WHAT THIS TASK INVOLVES =
Pictures are to be omitted, and every entry below is to be restated exactly.

Segment Start: EXTRACTED ENTRIES

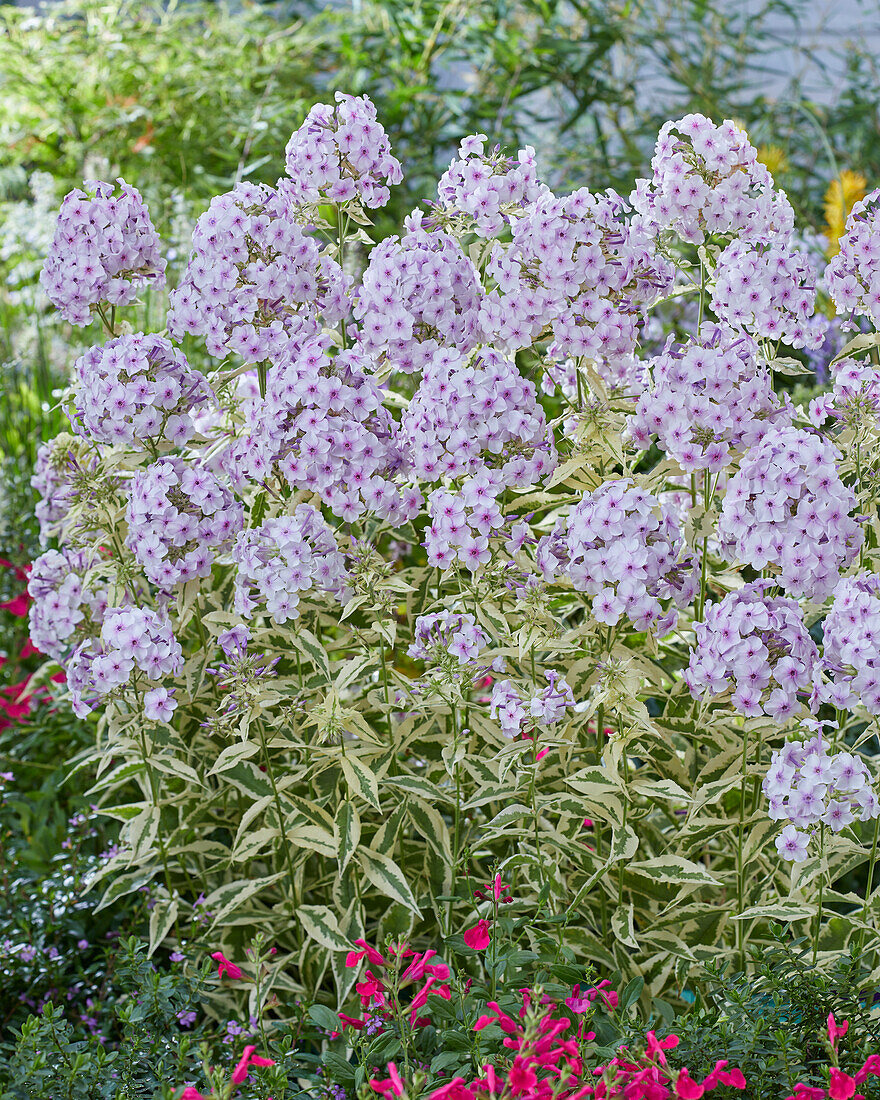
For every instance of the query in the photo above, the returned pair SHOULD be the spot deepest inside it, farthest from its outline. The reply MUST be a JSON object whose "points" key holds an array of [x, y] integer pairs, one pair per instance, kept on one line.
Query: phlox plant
{"points": [[392, 565]]}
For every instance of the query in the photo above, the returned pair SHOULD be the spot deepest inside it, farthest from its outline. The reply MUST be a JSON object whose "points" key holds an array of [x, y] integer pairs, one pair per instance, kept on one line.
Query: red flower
{"points": [[686, 1087], [351, 1022], [477, 937], [871, 1066], [842, 1085], [249, 1058], [836, 1031], [454, 1090], [353, 958], [226, 967], [520, 1076], [18, 606]]}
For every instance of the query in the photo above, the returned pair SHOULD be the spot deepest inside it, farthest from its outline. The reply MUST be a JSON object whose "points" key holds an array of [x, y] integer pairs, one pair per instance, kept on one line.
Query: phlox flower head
{"points": [[105, 250], [468, 415], [769, 289], [623, 548], [64, 606], [255, 279], [58, 463], [136, 387], [419, 294], [132, 639], [855, 396], [322, 426], [706, 399], [512, 711], [483, 191], [448, 633], [179, 516], [853, 276], [283, 558], [578, 271], [160, 704], [757, 647], [463, 523], [787, 507], [707, 179], [806, 785], [342, 153], [851, 645]]}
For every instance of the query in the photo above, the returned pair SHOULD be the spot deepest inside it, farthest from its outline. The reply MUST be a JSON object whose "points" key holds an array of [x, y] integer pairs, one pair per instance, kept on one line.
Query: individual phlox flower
{"points": [[105, 250]]}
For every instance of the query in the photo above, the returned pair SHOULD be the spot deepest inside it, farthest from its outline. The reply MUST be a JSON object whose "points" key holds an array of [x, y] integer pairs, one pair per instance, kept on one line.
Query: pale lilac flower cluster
{"points": [[853, 276], [770, 290], [707, 179], [487, 190], [418, 294], [448, 631], [851, 645], [255, 279], [138, 387], [756, 646], [63, 605], [283, 558], [787, 507], [160, 704], [462, 523], [809, 785], [574, 267], [322, 426], [855, 397], [619, 546], [53, 480], [105, 250], [342, 153], [707, 398], [468, 415], [512, 711], [179, 516], [132, 639]]}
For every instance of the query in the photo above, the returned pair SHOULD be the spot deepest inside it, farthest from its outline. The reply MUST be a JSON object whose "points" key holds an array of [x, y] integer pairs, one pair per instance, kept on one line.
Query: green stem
{"points": [[276, 799], [740, 871], [821, 894], [868, 884], [160, 838]]}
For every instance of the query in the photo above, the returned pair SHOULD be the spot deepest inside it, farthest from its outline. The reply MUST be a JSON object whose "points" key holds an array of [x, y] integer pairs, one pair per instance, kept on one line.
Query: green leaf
{"points": [[347, 831], [232, 895], [781, 911], [311, 648], [232, 755], [321, 925], [161, 921], [361, 780], [625, 844], [323, 1016], [387, 878], [673, 870]]}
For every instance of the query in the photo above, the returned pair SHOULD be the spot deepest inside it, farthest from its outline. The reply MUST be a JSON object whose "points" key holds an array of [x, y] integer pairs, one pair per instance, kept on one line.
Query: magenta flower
{"points": [[249, 1058], [223, 966], [477, 937]]}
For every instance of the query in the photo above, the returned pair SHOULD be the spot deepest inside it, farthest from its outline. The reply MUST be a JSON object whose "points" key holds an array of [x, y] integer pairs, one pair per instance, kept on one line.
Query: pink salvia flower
{"points": [[249, 1058], [223, 966], [477, 937]]}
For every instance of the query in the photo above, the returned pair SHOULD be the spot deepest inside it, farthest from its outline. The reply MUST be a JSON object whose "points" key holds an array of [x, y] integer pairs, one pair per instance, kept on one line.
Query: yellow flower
{"points": [[840, 197]]}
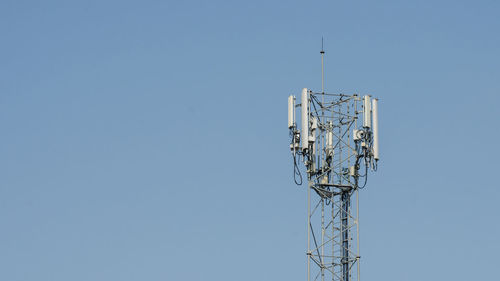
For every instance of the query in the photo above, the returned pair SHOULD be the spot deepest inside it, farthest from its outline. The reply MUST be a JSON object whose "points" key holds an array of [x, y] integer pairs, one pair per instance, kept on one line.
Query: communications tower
{"points": [[337, 144]]}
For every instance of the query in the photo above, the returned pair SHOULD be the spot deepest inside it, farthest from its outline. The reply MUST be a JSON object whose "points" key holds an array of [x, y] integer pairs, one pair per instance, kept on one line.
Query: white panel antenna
{"points": [[366, 112], [291, 111], [304, 132]]}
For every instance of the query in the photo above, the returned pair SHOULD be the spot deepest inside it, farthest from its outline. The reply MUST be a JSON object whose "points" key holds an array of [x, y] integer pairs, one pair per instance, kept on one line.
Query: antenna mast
{"points": [[337, 153]]}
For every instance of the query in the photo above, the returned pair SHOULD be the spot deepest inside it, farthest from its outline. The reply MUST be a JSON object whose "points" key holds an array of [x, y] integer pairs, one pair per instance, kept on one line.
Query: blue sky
{"points": [[147, 140]]}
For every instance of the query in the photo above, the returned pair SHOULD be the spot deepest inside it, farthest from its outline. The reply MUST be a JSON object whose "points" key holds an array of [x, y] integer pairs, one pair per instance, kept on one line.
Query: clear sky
{"points": [[147, 140]]}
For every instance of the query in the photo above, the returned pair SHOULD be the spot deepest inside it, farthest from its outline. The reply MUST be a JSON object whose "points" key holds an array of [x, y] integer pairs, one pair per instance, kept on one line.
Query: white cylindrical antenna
{"points": [[375, 128], [304, 132], [291, 111], [366, 112]]}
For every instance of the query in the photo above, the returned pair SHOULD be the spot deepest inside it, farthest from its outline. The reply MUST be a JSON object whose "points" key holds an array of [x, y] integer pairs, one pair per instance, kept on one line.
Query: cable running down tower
{"points": [[337, 143]]}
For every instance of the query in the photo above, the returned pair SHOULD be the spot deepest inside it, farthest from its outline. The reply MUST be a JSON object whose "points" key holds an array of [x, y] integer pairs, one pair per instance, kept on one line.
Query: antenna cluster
{"points": [[338, 144], [329, 124]]}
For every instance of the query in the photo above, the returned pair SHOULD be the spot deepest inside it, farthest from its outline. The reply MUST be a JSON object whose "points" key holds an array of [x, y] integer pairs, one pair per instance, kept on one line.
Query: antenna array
{"points": [[338, 151]]}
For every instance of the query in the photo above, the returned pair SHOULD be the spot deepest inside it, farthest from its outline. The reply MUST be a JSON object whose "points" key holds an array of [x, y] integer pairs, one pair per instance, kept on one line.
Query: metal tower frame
{"points": [[337, 150]]}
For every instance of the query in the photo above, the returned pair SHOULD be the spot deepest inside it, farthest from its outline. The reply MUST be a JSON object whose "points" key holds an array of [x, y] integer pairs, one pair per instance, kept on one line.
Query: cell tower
{"points": [[338, 150]]}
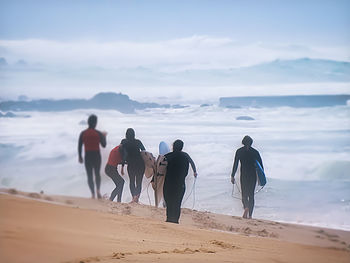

Segment End: EXTRACTED ENTRIES

WRITTEN SOLUTION =
For every instance of the query in the photo above, the returned pair SHOULD be the spot deepest inside it, farthest from its outline. The reply MUST be a JSON object whose "points" key holds an array of [x, y] integer pairs, one pair per instance, kept on one line.
Query: phlox plant
{"points": [[392, 565]]}
For every instance of the query in the photo above, the returned pair SHOULD be the spot deepest inside it, farthest from its outline. The reply MUST be a JSON object whose "points" key holds an array of [x, y] integer pairs, one pair per instance, kept on one line.
Query: red flower
{"points": [[686, 1087], [351, 1022], [477, 937], [871, 1066], [842, 1085], [249, 1058], [836, 1031], [454, 1090], [353, 958], [226, 967], [520, 1076], [18, 606]]}
For every instance of the query in the photo above, the returned pair SHOULD be the spot deepest inside it, farthest from its outline. The reply MUST be a JSON object whose "points" key holds an array of [x, y] integer pairs, one pair per instance, kept on one line.
Query: phlox flower head
{"points": [[105, 250], [468, 415], [769, 289], [623, 548], [64, 606], [255, 279], [58, 463], [136, 387], [419, 294], [132, 639], [855, 396], [322, 426], [706, 399], [512, 711], [483, 191], [448, 633], [179, 516], [853, 276], [283, 558], [578, 271], [160, 704], [757, 647], [463, 523], [787, 507], [707, 179], [806, 785], [342, 153], [851, 645]]}
For every instance of the query in the photo above, the returned pair SHOULD be the spot deepest inside it, farthest from its outline. The reply MUST be a JSON object whose "points" key holds an array of [x, y] integer pairs, one pair per instance, kept on one line.
Query: individual phlox flower
{"points": [[105, 250]]}
For every instance of the query in the photo above, the returned pair SHOULD be the spot deepest inside it, farthest from its outline. The reply MUST be a JSON object whose "points" key holds an array of [x, y] integer pairs, one pair per instance, kept on one line.
Query: pale lilac flower cluster
{"points": [[853, 276], [770, 290], [707, 179], [487, 190], [418, 294], [448, 631], [851, 645], [255, 279], [138, 387], [756, 646], [63, 605], [283, 558], [787, 507], [160, 704], [462, 523], [809, 785], [574, 267], [322, 426], [855, 397], [619, 546], [53, 480], [105, 250], [342, 153], [707, 398], [468, 415], [512, 711], [179, 516], [132, 639]]}
For every instance of the query in the photo above, the returned pair SHOULD be the spot deepest inside it, farthest from its outline. The reply MUST be a JSON object whose "points" key holds an array of [x, y] integer pairs, one pair per instance, kept on one line.
Query: green stem
{"points": [[276, 799], [740, 871], [821, 894], [868, 884], [160, 838]]}
For every instance of the query in the photo above, the returned pair SHOULD be the spot deepest inside it, farthest from its outline. The reply MUST be a JSON object whose "points" key holds an array of [x, y] integer pairs, one pair per instance, kept on one line.
Query: green leaf
{"points": [[347, 831], [232, 895], [781, 911], [311, 648], [232, 755], [321, 925], [161, 921], [361, 780], [625, 844], [323, 1016], [387, 878], [673, 870]]}
For every instance of the query in the photo above, the returned pair SHOULD be the spot deepest inside it, farthest from its outline. The reply MUST be a JSON object whose "points" key holds an array of [x, y] integer pairs, one pair per instance, kept on one line.
Query: magenta flower
{"points": [[249, 1058], [223, 966], [477, 937]]}
For every instance of the query in the photo above, the returned pair SHOULD be the spot deepest inside it, farthest from its outline. The reply MUST be a JSON object whose "points" key holds an array of [x, y] integer pairs, one pair per instance, kept on one line.
Query: pink salvia flower
{"points": [[249, 1058], [223, 966], [477, 937]]}
For every instance of the query in the photo above, the returned pair SHOULD be the spot deepest inside it, farthest from its outline. The reply MUST be a JSON object whose "points" key holds an array of [x, y] integer pairs, one pair per instance, kept on one line.
Query: yellow flower
{"points": [[840, 197]]}
For every instance of the query in the photo above, the returned pair SHOULD be the spot deepest inside it, farthest from its outline. The reply MUST be a JSON object whose "points" key holds an array of [x, y] integer pairs, one pair per instance, kept on one line.
Query: communications tower
{"points": [[337, 144]]}
For every instance of the query in the photo above, the returned pair SHOULD be the spot deepest inside it, farthest from its outline. The reply MUST be a JSON object whose "points" key holds an array of [x, y] integer pairs, one pair per instance, kept on one line.
Query: white panel antenna
{"points": [[366, 112], [291, 111], [304, 132]]}
For every instance of the query in the photo above, the returned pair SHOULD be the spot deepest inside it, farthest from its outline. The reply MUST be a JSON object whose "points" key holds an array of [x, y] integer pairs, one pair per instance, kept on one line.
Query: antenna mast
{"points": [[337, 153]]}
For every instance of the query in the photo above, the returned pair SHOULD be the spot deepest inside it, farthest from its outline. The reply MUST be a JSON object whose "points" key holds an array of [x, y] integer pairs, one pair per instance, kept on one line.
Query: blue sky
{"points": [[147, 140]]}
For every instance of the query in the photo above, the returned pair SHOULD be the spot deepest inside it, farthest from its outline. The reply MUST be a JSON object whose "points" key holds an array of [x, y] integer pairs, one pair per instance, kept on one line.
Query: clear sky
{"points": [[147, 140]]}
For every instance of the query in the photo above, the returned pair SHOULD be the spot deepest inside it, farthest from its outline. The reply MUST be a JSON object whose "points" key holds an array of [x, y] integer pairs, one pair per instance, kept on one line.
Query: white cylindrical antenna
{"points": [[375, 128], [304, 132], [291, 111], [366, 112]]}
For every instance of the query in the photo above, the returned pair SHOULD be the spot deepest inside it, farthest from its outline. The reply MUST be a JSON object whose "points" key holds an array of [x, y] integer pairs, one pair per instance, kept on one line.
Query: cable running down tower
{"points": [[337, 143]]}
For every instance of the query in the photo above, the returned pair SHOULD be the spot deepest inside it, farthest from its outline. The reply MUST be a JSON object whose "points" key holds an array of [x, y] integer pairs, one pair per instance, kept on one line.
Query: antenna cluster
{"points": [[338, 144], [329, 124]]}
For every instance of the query in the photo above, the returned pair SHOULD be the spot deepest inside it, farthest from its outline. The reply MUST be a JSON object whose "points" key holds an array of [x, y] integer pairs, one pair per instance, kept on one line.
Query: antenna array
{"points": [[338, 151]]}
For every instance of the query in the photo above, the returned pair SHOULD be the spot deepest inside it, farthest from its outline. The reply MUST be a JSON object whose "points" key holds an array of [x, y] integer pairs, one pair per instance, kept on one line.
Query: metal tower frame
{"points": [[337, 150]]}
For every instance of the query in the photo above, the returned pair SHOULD be the spot deepest inside it, farthest from its outline. The reply MUST be a JSON object whose "points" key holds an array of [x, y] integer pairs, one pair per instance, kept on one line.
Query: cell tower
{"points": [[338, 150]]}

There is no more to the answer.